Continue the blog entry below about adjusting to life after cancer, starting right after its last sentence.
(SOURCE PASSAGE)
Thursday, February 19, 2009
Sorry for the delay in writing.
I'm not feeling inspired to write too much at the moment.
Lately I've been trying to find acceptance with my situation and where I'm at.
That's been challenging.
I met with a good friend yesterday for lunch, she is also a cancer survivor.
One thing we discussed is how other survivors have mentioned how things will never ever go back to where they were before the big C. Its something that changes you in some way that can't be explained.
Maybe it's the facing of death so possibly near?
Maybe it's the poison flooded through veins that changes you?
Who really knows for sure
I've been dealing with frustration of wanting things to go back to the way they were years ago, when I could work several jobs and go out late at night.
Lately I've been dealing with major fatigue and am usually in bed by 10pm.
(End SOURCE PASSAGE)
(EXTRACTED INFORMATION)
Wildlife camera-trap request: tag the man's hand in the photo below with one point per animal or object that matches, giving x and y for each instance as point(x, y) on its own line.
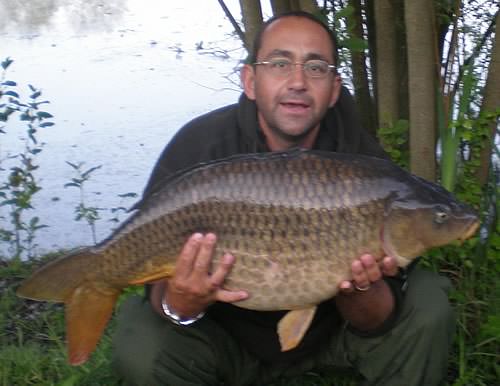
point(367, 301)
point(193, 287)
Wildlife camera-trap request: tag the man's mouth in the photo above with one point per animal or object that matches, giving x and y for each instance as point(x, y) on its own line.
point(295, 106)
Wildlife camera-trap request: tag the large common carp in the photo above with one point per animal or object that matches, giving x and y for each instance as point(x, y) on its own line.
point(294, 221)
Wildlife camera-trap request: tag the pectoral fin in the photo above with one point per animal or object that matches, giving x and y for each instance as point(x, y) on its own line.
point(153, 274)
point(88, 310)
point(293, 326)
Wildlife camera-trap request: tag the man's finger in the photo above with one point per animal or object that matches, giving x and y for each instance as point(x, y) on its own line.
point(230, 296)
point(185, 261)
point(205, 253)
point(371, 268)
point(359, 275)
point(222, 270)
point(389, 266)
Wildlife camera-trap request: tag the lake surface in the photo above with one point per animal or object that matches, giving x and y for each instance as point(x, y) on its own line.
point(122, 76)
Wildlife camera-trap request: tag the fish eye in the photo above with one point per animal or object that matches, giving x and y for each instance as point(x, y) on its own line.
point(441, 214)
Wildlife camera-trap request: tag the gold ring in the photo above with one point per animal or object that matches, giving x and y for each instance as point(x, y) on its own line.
point(362, 289)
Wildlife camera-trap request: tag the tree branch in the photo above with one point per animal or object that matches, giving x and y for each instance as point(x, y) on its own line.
point(233, 21)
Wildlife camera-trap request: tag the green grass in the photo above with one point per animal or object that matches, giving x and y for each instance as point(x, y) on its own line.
point(32, 349)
(End EXTRACTED INFORMATION)
* **OUTPUT**
Tomorrow night I'm going bowling with a friend. Theres a lot of people meeting at the alley who are survivors. The Cancer Community Center is hosting the event for the young survivors ages 18-45 or so. The problem for me is that is starts at 10pm, thats right...starts at 10pm!
I just hope I can make it. I really want to go and have been looking forward to a possible bowling night with the group.
I'm sure my friend who is coming up from NH will keep me awake and we'll get there no problem.
It's just frustrating when I have to think and wonder about this.
I want my energy back, I want a piece of me that I feel I've lost with cancer, I want it back damnit!
I know I have lots to be grateful for, and I do try to remember that. I'm human and have frustrations and challenges too.
Right now it is taking all the energy I have to get out of bed each day and face each small challenge that comes my way.
I know I'll get through it all.
Faith is hard to see at the moment.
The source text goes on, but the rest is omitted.